*EXERCISE DETAILS*.
An exact, line-by-line copy is needed, beginning at the line with "Query: wooden boardwalk" and ending at the last line of the listing below.

*STUDY MATERIAL*.

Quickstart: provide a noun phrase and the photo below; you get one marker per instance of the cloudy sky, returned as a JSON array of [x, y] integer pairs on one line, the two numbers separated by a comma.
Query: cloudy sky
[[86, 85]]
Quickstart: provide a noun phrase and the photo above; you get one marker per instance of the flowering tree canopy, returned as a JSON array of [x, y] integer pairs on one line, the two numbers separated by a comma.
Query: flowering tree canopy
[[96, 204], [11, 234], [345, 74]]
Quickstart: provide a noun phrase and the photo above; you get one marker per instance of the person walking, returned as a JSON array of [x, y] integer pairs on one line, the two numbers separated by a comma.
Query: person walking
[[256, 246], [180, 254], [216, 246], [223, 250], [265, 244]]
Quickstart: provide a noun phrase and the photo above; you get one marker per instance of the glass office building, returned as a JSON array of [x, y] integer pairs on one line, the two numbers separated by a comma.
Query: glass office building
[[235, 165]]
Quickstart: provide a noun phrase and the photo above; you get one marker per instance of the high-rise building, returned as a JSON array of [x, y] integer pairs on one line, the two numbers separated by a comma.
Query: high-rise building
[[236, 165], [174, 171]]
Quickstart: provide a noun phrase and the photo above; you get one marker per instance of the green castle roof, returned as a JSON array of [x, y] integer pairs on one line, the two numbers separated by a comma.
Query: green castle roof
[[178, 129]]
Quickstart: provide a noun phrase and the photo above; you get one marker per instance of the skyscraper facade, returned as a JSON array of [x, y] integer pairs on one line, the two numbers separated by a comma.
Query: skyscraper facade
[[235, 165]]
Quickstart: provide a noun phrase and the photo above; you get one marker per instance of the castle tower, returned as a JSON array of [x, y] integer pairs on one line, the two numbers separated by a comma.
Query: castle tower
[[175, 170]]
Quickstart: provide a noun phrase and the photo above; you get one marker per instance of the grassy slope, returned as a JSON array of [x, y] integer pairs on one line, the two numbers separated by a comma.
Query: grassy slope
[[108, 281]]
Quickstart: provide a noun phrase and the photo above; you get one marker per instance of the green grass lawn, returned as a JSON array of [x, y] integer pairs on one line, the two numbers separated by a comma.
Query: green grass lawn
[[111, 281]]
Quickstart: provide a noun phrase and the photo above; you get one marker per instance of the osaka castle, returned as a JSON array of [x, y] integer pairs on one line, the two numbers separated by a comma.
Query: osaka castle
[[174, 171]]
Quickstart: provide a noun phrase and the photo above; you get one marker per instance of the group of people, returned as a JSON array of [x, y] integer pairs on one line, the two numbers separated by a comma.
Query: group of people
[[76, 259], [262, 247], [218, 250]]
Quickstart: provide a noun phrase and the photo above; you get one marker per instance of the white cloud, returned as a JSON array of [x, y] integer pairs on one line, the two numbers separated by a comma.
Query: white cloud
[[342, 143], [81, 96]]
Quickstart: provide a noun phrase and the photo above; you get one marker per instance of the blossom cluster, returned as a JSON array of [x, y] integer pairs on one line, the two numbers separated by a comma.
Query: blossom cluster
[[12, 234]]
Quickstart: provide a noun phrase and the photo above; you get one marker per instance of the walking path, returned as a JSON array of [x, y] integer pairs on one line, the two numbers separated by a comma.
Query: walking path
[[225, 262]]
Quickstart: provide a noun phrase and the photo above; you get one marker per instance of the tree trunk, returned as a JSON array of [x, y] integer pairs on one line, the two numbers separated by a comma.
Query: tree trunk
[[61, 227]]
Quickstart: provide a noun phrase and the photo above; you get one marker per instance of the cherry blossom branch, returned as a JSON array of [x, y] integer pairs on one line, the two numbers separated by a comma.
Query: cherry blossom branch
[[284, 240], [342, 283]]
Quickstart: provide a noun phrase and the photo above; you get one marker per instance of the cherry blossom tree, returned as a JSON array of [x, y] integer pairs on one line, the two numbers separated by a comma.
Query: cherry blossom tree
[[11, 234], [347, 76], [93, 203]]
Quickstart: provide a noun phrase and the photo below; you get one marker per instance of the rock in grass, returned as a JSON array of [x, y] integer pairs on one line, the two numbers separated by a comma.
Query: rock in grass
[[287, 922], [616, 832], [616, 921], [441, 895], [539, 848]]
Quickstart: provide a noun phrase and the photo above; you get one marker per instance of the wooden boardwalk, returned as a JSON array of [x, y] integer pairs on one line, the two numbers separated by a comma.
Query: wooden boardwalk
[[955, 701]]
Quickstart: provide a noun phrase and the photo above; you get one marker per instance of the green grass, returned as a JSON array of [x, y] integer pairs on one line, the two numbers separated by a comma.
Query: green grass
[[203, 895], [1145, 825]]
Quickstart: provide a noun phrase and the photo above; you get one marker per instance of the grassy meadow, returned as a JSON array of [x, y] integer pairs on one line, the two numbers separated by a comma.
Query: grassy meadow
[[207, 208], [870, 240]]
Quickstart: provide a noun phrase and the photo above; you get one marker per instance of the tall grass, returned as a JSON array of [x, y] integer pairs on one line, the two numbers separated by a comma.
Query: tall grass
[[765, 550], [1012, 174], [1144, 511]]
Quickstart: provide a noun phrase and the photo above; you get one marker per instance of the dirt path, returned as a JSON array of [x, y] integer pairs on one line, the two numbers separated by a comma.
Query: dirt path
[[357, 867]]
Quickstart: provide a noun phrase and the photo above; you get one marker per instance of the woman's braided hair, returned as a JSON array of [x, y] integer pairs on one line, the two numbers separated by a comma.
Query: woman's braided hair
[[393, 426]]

*TASK RESPONSE*.
Query: wooden boardwalk
[[955, 701]]
Quickstart: provide a noun phrase and the photo above; you get one marker per instance of the green grass, returned as a JSON array of [x, y] integer pairs on one line, the two numbers separated by a comma.
Query: green grass
[[203, 895], [1145, 825]]
Quickstart: provide a noun phrase and the photo above; you get one marker per instance of the grassy meadow, returned as a JSON array of [x, y] integer pairs on one line, the two numbers separated by a comma.
Query: grassy meadow
[[207, 208], [870, 240]]
Quickstart: provide a noun phrase and the photo above; you get one marker per instance of the tall grass, returned as a JSON array of [x, y] integer pairs on one line, the two numbers separated by a comma.
Query: tall grass
[[765, 550], [1012, 174], [1144, 511]]
Quickstart: provide a noun phrase and the photo above; you get one marker per instance of the dirt path, returned as a JSON array of [x, y] integer pairs on one line, the two numbers separated by a comma.
Query: dirt path
[[357, 867]]
Quickstart: provide a noun phrase and the photo above; you get one marker per instance of the woman's braided hair, returned as a JSON array of [x, y] integer pairs on one line, the two numbers separated by a comma.
Query: woman's braided hair
[[393, 426]]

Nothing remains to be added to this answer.